Pointing records for named objects

__________________________________________________

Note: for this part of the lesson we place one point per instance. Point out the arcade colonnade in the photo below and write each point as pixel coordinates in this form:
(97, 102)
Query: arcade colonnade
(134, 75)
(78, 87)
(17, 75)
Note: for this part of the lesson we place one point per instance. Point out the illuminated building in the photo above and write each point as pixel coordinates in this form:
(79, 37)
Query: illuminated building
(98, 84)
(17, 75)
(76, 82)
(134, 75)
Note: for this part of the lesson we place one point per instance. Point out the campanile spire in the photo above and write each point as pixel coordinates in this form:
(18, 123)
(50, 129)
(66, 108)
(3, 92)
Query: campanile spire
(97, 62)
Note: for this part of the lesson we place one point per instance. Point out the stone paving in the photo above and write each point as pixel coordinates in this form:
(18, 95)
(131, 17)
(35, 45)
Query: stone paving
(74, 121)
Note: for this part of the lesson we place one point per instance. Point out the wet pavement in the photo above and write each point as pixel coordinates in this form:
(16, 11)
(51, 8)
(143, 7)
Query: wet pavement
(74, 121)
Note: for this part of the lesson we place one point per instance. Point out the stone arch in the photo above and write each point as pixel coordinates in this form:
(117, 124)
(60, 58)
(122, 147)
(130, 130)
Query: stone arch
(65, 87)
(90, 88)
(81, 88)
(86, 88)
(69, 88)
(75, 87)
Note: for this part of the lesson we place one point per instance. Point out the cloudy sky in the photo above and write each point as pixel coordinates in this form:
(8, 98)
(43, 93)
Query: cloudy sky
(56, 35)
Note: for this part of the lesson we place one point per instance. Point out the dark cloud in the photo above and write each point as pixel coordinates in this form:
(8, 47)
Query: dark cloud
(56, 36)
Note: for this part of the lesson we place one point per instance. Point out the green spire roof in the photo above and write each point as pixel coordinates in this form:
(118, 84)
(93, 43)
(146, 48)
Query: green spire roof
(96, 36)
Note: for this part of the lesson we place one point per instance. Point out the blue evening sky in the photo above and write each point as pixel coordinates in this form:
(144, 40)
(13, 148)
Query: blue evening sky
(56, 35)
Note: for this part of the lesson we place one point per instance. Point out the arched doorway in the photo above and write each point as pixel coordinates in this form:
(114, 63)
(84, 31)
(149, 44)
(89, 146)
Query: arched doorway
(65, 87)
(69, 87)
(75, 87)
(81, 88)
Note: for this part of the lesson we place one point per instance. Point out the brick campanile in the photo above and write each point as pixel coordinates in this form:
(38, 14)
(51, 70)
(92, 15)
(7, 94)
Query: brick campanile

__________________________________________________

### STATED GOAL
Please copy all of the records above line by line, keeping every character unchanged.

### EXPECTED ANSWER
Note: for this part of the lesson we place one point per instance. Point out the arcade colonnade in the photo below and write each point as pixel coordinates in this form:
(97, 102)
Query: arcade colonnade
(134, 75)
(78, 87)
(17, 75)
Note: for this part of the lesson we place one point per instance. Point out the illuminated building in the photo above and write each point as pixel coordinates in this form:
(79, 37)
Query: illuminated building
(98, 84)
(17, 75)
(76, 82)
(134, 75)
Note: for this part of the lesson we place one point per instance. Point out the campanile spire in the photo above and write each point as pixel coordinates in this form:
(18, 123)
(50, 129)
(66, 108)
(3, 92)
Query: campanile spire
(97, 62)
Note: for this part of the lesson we place one point per instance. Point out the stone paving in the photo above and write each point as pixel coordinates in this form:
(18, 95)
(131, 17)
(35, 45)
Query: stone paving
(74, 121)
Note: for this part of the lesson we place one point per instance. Point out the wet pavement in the photo above and write each point as pixel coordinates in this form:
(16, 11)
(51, 8)
(143, 7)
Query: wet pavement
(74, 121)
Note: for this part of the lesson we place one point per instance. Point out the stone arch in the photo above and write each point as pixel coordinates in this form:
(117, 124)
(60, 58)
(122, 147)
(130, 130)
Query: stone arch
(65, 87)
(90, 88)
(81, 88)
(86, 88)
(69, 88)
(75, 87)
Note: for this part of the lesson we place one point per instance. Point out the cloudy sky in the photo above and write each point as pixel coordinates in this form:
(8, 98)
(43, 93)
Query: cloudy sky
(56, 35)
Note: for this part of the lesson we place one point per instance. Point out the dark cloud in the photo above and write each point as pixel coordinates in this form:
(8, 47)
Query: dark cloud
(56, 36)
Note: for this part of the lesson we place one point per instance. Point out the green spire roof in the photo above and write each point as pixel coordinates in this form:
(118, 84)
(93, 43)
(146, 48)
Query: green spire roof
(96, 36)
Note: for this part of the lesson we place one point per instance. Point out the blue evening sky in the photo above and write each point as pixel coordinates in this form:
(144, 40)
(13, 148)
Query: blue evening sky
(56, 35)
Note: for this part of the lesson we place one point per instance. Point out the arched doorway in the photo above and write each point as pixel coordinates in this form:
(114, 63)
(84, 31)
(149, 44)
(89, 146)
Query: arched doorway
(65, 87)
(69, 87)
(75, 87)
(81, 88)
Note: for this part of the lesson we place one point per instance. Point out the brick campanile in the photo above and write each point as pixel coordinates in this form:
(38, 14)
(51, 70)
(92, 15)
(7, 94)
Query: brick campanile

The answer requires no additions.